══ Excerpt ══

- League: National Basketball League
- Sport: Basketball
- Number of teams: 8

Roll of Honour
- National League champions: Sutton & Crystal Palace
- National League runners-up: Islington & London Latvian Embassy All-Stars
- National Cup champions: Sutton & Crystal Palace
- National Cup runners-up: Islington & London Latvian Embassy All-Stars

National Basketball League seasons
- ← 1972–731974–75 →

= 1973–74 National Basketball League season =

The 1973–74 Clarks Men's Shoes National Basketball League season was the second season of the newly formulated National Basketball League.

The league and cup was sponsored by Clarks Men's Shoes and the number of teams increased to eight. The Avenue club moved from Leyton to Edmonton and the Sutton club merged with Crystal Palace. Four new teams appeared in the form of the Doncaster Panthers, the Manchester Giants and two more London based teams the Islington & London Latvian Embassy All-Stars and the London YMCA Metros.

The Sutton & Crystal Palace team completed the double of National League and Cup beginning what would soon be a dynasty for the Crystal Palace team. There were no playoffs for the League during this era and an American called Jim Guymon was the season MVP.

═══
══ Data section ══

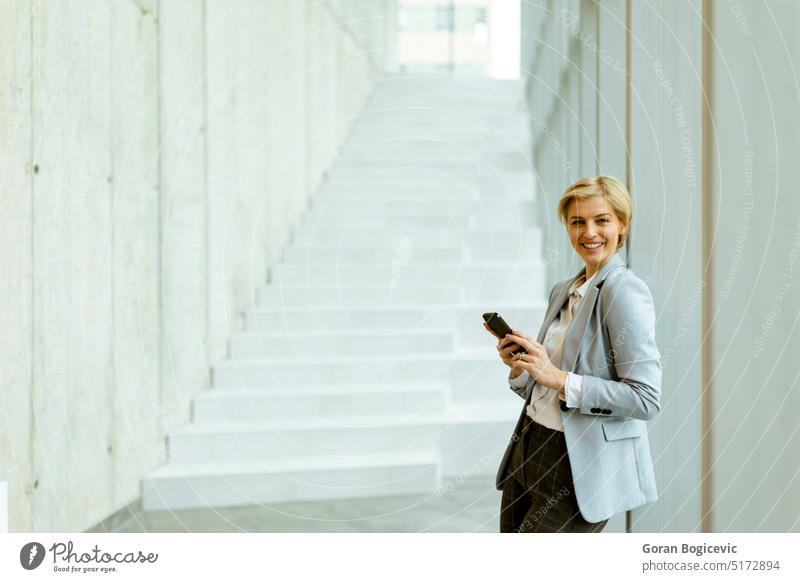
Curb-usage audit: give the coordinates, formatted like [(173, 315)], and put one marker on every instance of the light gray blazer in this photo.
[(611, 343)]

═══
══ Data section ══

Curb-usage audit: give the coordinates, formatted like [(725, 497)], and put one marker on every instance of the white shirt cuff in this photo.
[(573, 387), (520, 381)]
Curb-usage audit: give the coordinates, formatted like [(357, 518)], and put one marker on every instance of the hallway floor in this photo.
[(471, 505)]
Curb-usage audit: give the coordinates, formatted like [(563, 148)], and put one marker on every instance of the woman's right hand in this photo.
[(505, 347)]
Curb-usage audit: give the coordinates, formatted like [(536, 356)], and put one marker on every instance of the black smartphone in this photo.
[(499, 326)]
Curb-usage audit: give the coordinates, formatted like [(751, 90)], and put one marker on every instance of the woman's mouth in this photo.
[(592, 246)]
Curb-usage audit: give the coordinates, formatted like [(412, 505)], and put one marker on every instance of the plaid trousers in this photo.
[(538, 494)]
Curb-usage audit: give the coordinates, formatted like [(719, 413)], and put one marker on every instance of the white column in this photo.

═══
══ Data section ══

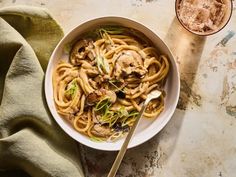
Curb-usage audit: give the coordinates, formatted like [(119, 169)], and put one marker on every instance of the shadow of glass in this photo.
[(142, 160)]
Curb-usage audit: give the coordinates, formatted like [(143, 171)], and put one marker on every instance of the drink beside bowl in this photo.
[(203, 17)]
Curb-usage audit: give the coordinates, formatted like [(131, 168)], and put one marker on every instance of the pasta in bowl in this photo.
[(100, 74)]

═══

• Things to do:
**1.** In the season summary, to which town did the Avenue club move?
**2.** From the entries, reproduce word for word the lines beginning with the one containing "in bowl in this photo." and running through the one containing "[(100, 74)]", including both.

• Task results:
**1.** The Avenue club moved to Edmonton.

**2.**
Curb-usage audit: give the coordinates, formatted like [(131, 168)], and put one marker on every instance of the pasta in bowl in this photo.
[(100, 74)]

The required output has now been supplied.